TO DO:
What is needed here is an exact copy of all the entries below.

═══ MATERIAL SUPPLIED ═══

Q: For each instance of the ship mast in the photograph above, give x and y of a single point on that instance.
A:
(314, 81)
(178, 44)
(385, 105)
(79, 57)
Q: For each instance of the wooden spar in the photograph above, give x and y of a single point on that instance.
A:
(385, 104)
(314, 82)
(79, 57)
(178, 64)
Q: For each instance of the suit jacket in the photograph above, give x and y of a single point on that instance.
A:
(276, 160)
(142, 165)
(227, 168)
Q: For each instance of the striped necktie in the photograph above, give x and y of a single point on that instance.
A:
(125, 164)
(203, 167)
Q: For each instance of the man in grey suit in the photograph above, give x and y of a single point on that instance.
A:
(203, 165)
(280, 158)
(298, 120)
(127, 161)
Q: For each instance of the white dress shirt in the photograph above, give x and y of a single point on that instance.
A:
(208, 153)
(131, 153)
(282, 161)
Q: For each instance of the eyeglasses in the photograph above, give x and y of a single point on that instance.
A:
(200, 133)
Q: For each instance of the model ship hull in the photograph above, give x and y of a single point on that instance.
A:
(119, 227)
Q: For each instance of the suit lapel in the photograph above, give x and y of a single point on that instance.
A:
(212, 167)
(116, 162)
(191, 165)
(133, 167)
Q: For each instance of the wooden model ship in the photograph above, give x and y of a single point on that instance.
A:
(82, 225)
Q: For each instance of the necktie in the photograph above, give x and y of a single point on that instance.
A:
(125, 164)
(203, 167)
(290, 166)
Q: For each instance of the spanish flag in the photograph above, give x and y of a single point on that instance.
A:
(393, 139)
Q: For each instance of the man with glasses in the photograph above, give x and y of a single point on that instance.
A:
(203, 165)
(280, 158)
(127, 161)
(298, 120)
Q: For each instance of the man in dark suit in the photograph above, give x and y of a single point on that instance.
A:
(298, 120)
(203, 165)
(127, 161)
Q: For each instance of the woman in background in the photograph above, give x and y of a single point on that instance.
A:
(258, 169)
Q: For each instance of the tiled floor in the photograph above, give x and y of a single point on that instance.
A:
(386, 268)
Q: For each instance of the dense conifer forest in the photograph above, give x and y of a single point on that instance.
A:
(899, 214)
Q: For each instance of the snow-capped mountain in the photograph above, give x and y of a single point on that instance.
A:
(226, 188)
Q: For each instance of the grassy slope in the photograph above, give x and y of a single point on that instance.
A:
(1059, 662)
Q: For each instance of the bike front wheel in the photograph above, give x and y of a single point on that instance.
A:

═══

SOLUTION:
Q: For each instance of the ship mast in the photograph above, give x and y of a single point on that instance.
A:
(314, 81)
(178, 44)
(385, 105)
(79, 57)
Q: For each instance of the wooden spar in the photograph above, give x and y of a single point on that instance.
A:
(385, 104)
(314, 82)
(79, 57)
(178, 64)
Q: For each instance of the suit jacket in the photograph above, give x and y of a single point on that instance.
A:
(276, 160)
(142, 165)
(227, 168)
Q: For each instance of the striped necktie in the photograph above, give x and y of a single point on that instance.
A:
(125, 164)
(203, 167)
Q: For each instance of the man in grey suit in the photograph above, give x and y of a single point on that instance.
A:
(203, 165)
(280, 158)
(298, 120)
(127, 161)
Q: For each instance of the white dress shirt in the photograph above, give x and y of a single point on that instance.
A:
(208, 153)
(131, 153)
(282, 161)
Q: For each instance of the eyeglasses in the photograph above, give x and y of a single point on that instance.
A:
(200, 133)
Q: For each instance of the model ship hull in the photograph above, give x and y of a single point on that instance.
A:
(119, 227)
Q: For each instance of the suit lapel in the photograph above, give x and y of a single point on that instance.
A:
(212, 167)
(116, 162)
(191, 165)
(133, 167)
Q: For each instance of the wooden model ship in the photograph above, give x and y of a single point on that instance.
A:
(82, 225)
Q: For each instance of the necktie in the photograph above, give x and y of a single point on that instance.
A:
(125, 164)
(203, 167)
(290, 166)
Q: For each instance of the spanish flag in the photograph above, give x and y of a single point on that instance.
A:
(393, 139)
Q: For each instance of the man with glasses in the photograph above, give x and y of a single point on that instance.
A:
(203, 165)
(280, 158)
(127, 161)
(298, 120)
Q: For each instance of the man in dark suit in the photograph above, give x and y of a single point on that instance.
A:
(298, 120)
(203, 165)
(127, 161)
Q: For each instance of the woman in background in the photograph above, give x and y of a single point on that instance.
A:
(258, 169)
Q: For each instance of the tiled floor in the photograph above, give x and y of a single point on that instance.
A:
(386, 268)
Q: For each instance of the dense conifer forest in the photograph above, give x and y of a single point on that instance.
A:
(899, 214)
Q: For each instance of the snow-capped mountain in the photograph above, give x and y of a single point on that instance.
A:
(226, 188)
Q: For each instance of the grassy slope in the photograph above, give x and y of a single point on that instance.
A:
(1059, 662)
Q: For each instance of the bike front wheel in the photograph above, give x and y of a single point on that instance.
A:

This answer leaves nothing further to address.